## WHAT TO PRODUCE
Copy the data below word for word, from its start through the line containing "x=133 y=168", leaving out the pictures.

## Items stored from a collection
--- START ---

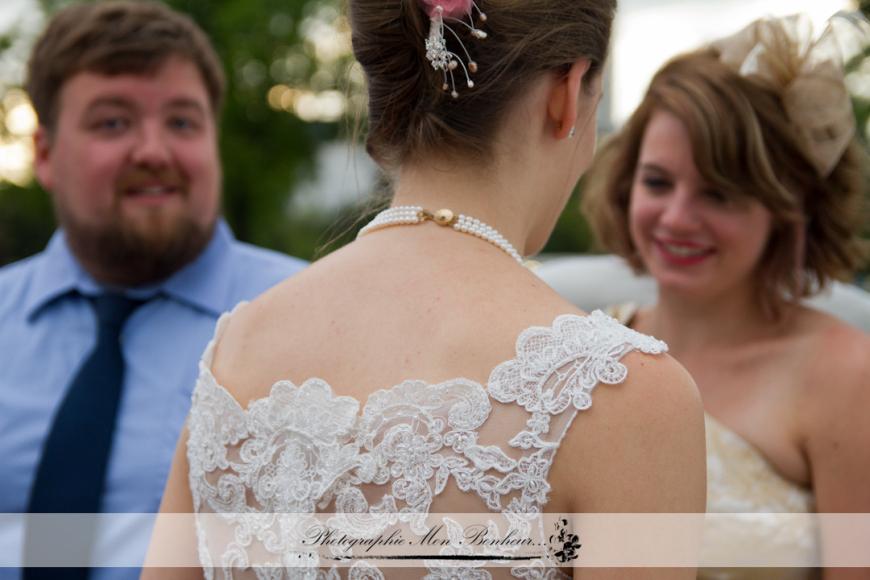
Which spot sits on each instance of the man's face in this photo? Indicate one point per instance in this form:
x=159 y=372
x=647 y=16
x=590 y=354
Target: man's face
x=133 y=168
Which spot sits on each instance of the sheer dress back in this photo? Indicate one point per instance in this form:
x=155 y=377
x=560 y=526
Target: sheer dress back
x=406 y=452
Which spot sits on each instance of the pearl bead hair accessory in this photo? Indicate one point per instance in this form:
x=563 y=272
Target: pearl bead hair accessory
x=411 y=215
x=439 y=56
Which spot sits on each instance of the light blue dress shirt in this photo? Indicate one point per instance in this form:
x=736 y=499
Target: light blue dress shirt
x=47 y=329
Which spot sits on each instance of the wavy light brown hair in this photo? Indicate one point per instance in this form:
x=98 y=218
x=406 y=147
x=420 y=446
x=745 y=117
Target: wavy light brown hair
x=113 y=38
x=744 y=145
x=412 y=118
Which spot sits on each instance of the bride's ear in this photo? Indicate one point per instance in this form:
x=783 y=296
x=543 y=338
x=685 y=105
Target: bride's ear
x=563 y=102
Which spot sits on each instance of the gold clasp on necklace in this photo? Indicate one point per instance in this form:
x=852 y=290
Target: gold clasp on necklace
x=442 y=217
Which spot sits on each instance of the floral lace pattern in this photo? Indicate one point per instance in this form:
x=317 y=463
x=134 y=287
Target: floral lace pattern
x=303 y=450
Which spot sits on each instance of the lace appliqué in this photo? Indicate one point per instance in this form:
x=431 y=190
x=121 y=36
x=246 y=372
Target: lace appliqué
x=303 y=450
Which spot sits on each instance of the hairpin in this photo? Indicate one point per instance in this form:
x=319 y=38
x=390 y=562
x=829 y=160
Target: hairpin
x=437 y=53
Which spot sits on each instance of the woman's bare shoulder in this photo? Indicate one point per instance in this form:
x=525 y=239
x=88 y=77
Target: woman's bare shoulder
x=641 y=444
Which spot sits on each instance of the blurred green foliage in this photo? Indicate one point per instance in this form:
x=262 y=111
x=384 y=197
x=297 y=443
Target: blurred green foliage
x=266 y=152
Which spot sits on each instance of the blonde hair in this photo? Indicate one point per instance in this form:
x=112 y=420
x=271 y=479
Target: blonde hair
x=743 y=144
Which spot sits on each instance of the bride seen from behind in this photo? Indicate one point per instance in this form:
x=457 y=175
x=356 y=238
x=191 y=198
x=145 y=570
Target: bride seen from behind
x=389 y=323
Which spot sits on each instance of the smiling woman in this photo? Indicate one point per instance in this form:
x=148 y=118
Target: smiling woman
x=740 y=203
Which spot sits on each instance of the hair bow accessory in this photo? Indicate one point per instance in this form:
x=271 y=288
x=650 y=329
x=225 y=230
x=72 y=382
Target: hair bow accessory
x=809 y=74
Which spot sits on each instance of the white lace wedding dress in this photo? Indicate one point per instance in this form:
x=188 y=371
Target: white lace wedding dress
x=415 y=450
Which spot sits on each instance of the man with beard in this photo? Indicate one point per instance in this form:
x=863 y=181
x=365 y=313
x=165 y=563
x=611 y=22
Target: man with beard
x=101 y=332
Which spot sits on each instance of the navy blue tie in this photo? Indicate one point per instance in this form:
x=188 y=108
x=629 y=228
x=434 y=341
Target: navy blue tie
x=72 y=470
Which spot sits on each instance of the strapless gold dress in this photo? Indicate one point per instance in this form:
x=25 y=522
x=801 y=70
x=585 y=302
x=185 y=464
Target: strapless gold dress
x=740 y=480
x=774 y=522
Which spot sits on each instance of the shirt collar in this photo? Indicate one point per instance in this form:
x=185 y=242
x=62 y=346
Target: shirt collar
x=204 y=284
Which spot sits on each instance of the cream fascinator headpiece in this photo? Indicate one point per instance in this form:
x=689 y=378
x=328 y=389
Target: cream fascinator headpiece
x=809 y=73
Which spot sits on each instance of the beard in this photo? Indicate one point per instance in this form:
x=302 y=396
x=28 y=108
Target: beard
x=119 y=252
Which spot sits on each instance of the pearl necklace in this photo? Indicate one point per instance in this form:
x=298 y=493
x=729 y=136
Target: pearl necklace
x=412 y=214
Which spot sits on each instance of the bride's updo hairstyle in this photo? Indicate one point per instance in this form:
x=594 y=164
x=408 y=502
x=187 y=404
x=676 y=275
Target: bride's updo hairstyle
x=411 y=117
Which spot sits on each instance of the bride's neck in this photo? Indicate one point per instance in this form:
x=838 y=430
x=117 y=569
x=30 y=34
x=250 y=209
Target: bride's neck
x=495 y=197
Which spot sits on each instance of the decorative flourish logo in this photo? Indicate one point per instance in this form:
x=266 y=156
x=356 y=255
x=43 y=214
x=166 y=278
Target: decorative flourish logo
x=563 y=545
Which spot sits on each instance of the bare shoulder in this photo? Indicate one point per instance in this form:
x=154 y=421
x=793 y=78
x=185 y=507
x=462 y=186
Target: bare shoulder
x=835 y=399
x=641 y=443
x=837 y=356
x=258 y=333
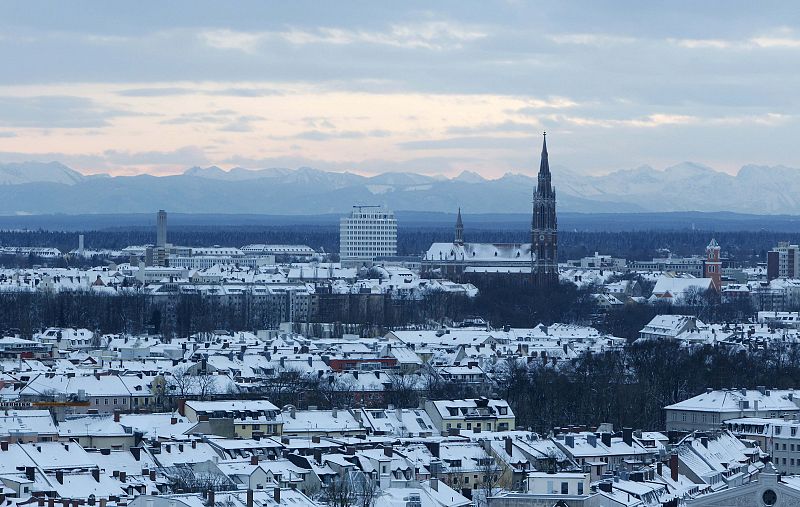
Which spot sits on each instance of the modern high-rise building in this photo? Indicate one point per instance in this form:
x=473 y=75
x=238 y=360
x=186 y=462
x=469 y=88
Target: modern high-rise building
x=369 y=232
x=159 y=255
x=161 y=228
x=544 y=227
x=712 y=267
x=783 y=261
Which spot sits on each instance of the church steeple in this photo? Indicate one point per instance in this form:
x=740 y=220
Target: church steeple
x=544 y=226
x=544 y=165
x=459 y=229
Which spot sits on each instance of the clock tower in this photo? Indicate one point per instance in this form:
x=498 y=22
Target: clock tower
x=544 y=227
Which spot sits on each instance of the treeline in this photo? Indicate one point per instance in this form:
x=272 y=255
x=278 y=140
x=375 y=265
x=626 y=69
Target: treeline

--- END ---

## THE COMPLETED TASK
Which spot sits on each instance of the man's face in this photo? Indicate one point per instance in this form:
x=159 y=372
x=647 y=16
x=590 y=354
Target: man's face
x=133 y=168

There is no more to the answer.